### Trecho do texto
::::::::::

Por isso, a parada do pensamento equivale a atingir um estado peculiar de consciência que está baseado fundamentalmente, em uma quietude interna e numa liberdade em termos emocionais e mentais de associações mecânicas ou impostas pelo meio e que basicamente, são mantidos pelo estado comum de quase inconsciência. E para atingir tal meta é necessário adquirir controle e disciplina sobre esse processo, mas também aprender a se desidentificar dos conteúdos que os pensamentos projetam. É necessário ser capaz de perceber que eles são baseados e reforçam a visão do "falso eu", ou seja, uma identidade que é estruturada pela repetição de padrões quase inconscientes, de traços de personalidades, de estruturas corporais, emocionais e mentais que foram condicionadas e reforçadas pela biografia de cada um. Porém, isso é apenas uma parte do que cada um, de fato, é. Aprender a conferir um valor menor para isso e ao mesmo tempo, resgatar e desenvolver uma identidade mais livre e completa, consiste numa meta fundamental de ser perseguida.

A importância de se trabalhar com o Diálogo Mental

O excesso desse tipo de atividade intelectual costuma desencadear um consumo muito grande da energia. Pode acarretar, ainda, perda de objetividade dos mecanismos mentais, incapacidade de produzir um raciocínio concreto, diminuição da curiosidade e criatividade, excesso de fantasias e distanciamento com o mundo real, e queda da capacidade de memória, aprendizado e concentração. Além disso, como dito acima, é uma das pedras de apoio do estado de adormecimento.
O Diálogo Mental é um dos principais elementos que mantêm o estado de letargia e devaneio que caracteriza o estado de adormecimento. Em casos extremos, a realidade ao redor quase nem é percebida e nesse estado praticamente nada pode ser aprendido, desenvolvido ou adquirido. Aprender a lidar com o Diálogo Mental, desenvolvendo a capacidade de lembrar-se de prestar atenção nele e tentar controla-lo é uma ferramenta poderosa para mudar essa situação. Além disso, como dito acima, aprender a não super valoriza-lo e alimenta-lo, identificando-se com ele e conferindo-lhe um valor que ele não possui, é também fundamental. Aos poucos, é necessário que sejam desenvolvidos novos modelos de realidade, onde haja uma visão de mundo mais abrangente, que busque escapar das dualidades do tipo bom-mau, gosto-não gosto, certo-errado, buscando ativamente perceber novas implicações, perceber o momento presente, ter mais flexibilidade, e buscar por respostas que sejam novas e criativas e mais adequadas para as diversas situações do dia a dia.

::::::::::

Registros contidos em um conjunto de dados
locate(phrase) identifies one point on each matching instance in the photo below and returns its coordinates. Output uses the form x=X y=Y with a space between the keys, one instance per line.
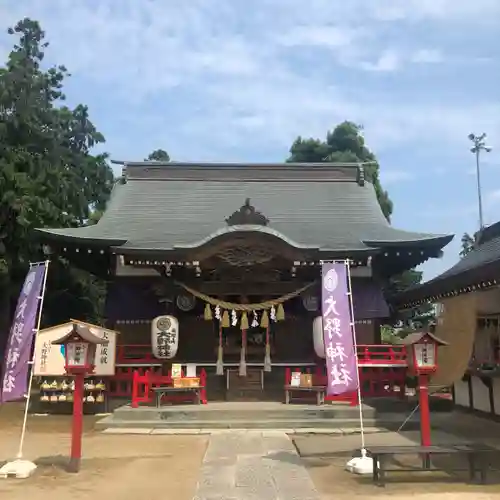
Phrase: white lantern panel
x=165 y=337
x=319 y=345
x=424 y=355
x=76 y=353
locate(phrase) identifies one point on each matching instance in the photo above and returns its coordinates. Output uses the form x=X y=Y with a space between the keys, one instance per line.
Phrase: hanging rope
x=245 y=307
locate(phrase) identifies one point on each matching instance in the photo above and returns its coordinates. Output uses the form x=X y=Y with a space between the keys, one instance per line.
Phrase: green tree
x=467 y=244
x=344 y=144
x=48 y=176
x=158 y=155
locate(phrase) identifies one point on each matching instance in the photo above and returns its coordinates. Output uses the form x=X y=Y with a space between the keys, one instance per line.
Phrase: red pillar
x=425 y=417
x=77 y=426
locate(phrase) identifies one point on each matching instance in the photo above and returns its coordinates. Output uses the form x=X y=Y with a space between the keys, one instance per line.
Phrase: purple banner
x=18 y=354
x=341 y=363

::::::::::

### Tarefas pedidas
a – Cite os pares de opostos que o texto sobre o Diálogo Mental dá como exemplos de dualidades.
b – De acordo com o texto sobre o Diálogo Mental, em que se baseia fundamentalmente o estado de consciência atingido com a parada do pensamento?
c – Prossiga com o texto sobre o Diálogo Mental a partir do ponto em que ele termina.

### Respostas às tarefas
a – bom-mau, gosto-não gosto, certo-errado

b – Em uma quietude interna e numa liberdade, em termos emocionais e mentais, de associações mecânicas ou impostas pelo meio.

c –
É importante notar também que existe uma associação entre o Diálogo Mental e algumas outras esferas que envolvem as relações entre as pessoas e a comunicação em geral. Uma delas é a própria capacidade da fala. Em alguns casos, um excesso de atividade mental inconsciente e descontrolada, afeta a maneira como as pessoas se comunicam e pode conduzi-las a falar demais ou de forma pouco clara, ou de serem incapazes de se expressar.
É importante, por exemplo, aprender a mudar ou modular a velocidade da fala, o timbre da voz, ser capaz de interpor momentos de pausa ou silêncio, aprimorar-se na busca por palavras mais adequadas, perceber e limitar o uso de palavras de apoio que são usadas de forma repetitiva ao longo da fala e que são dispensáveis. E também buscar por



nuances em termos de expressão facial e gestual, ou seja, tentar adicionar qualidade, em diversos níveis, na forma de falar e expressar-se com a intenção de corrigir assim os excessos que são decorrentes da mecanicidade e dos hábitos de ordem mais mental.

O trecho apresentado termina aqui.